◆ O QUE FAZER ◆
Retome, por favor, o texto sobre Branford Marsalis, mais abaixo, e continue-o a partir da sua última frase.

----- TEXTO DE ORIGEM

Branford Marsalis, um sax do além

    "Meu estilo pode ser definido como o sax tocado por um baterista´, quer dizer, com nuances e estruturas rítmicas muito além do bebop." E o que diz Branford Marsalis, talvez a principal fera do time de jazzistas escolhido por Sting.
    Quando criança, Marsalis queria mesmo era tocar bateria. Hoje, aos 24 anos, ele e seu irmão trompetista Wynton são considerados gênios da nova safra de músicos americanos.
    "O que o Sting está fazendo é trazer a música de volta para o pop, porque atualmente ela está morta", foi uma das declarações de Branford no ligeiro papo que tivemos em Montreux (ver a matéria da pág. 16).

----------
----- DADOS FORNECIDOS

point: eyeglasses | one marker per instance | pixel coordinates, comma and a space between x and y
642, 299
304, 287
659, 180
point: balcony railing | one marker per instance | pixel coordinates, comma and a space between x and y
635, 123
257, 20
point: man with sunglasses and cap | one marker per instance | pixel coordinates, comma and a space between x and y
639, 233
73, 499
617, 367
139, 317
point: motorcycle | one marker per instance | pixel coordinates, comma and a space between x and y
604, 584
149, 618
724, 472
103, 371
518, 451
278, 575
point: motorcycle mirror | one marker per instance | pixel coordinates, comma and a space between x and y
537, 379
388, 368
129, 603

----------
----- DADOS FORNECIDOS

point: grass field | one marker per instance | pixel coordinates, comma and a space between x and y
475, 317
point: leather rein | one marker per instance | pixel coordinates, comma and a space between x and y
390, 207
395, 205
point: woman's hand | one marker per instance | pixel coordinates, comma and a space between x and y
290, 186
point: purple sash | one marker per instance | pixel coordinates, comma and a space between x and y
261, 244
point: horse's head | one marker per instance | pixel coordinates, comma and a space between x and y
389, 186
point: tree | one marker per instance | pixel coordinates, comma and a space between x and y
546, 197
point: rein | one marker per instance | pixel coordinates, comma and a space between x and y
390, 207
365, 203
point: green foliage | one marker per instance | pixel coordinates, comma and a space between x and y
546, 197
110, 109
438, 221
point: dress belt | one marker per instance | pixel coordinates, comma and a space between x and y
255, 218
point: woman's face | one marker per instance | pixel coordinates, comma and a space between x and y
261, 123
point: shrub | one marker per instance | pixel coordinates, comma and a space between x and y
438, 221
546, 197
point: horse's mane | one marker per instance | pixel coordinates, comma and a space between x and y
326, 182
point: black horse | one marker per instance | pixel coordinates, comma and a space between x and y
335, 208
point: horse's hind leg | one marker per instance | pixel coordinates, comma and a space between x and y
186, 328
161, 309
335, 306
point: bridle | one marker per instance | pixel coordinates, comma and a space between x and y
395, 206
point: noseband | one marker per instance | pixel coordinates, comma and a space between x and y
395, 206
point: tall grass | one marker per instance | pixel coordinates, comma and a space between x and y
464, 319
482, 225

----------

◆ RESULTADO ◆
    "A base do que estamos fazendo é rock, pop Mas improvisamos muito a ponto de mudar a harmonia de uma música de um show para o outro. Mesmo no disco, tudo ia mudando a medida que estávamos tocando .Sempre que temos uma idéia nova estamos livres para executá-la. E isso e muito raro no trato dos cantores com seus músicos. Eu gosto demais desse projeto."
    E o Sting? "Um dos melhores músicos que eu conheço, tem ouvido e, quando não conhece algo, pára para aprender e depois usar."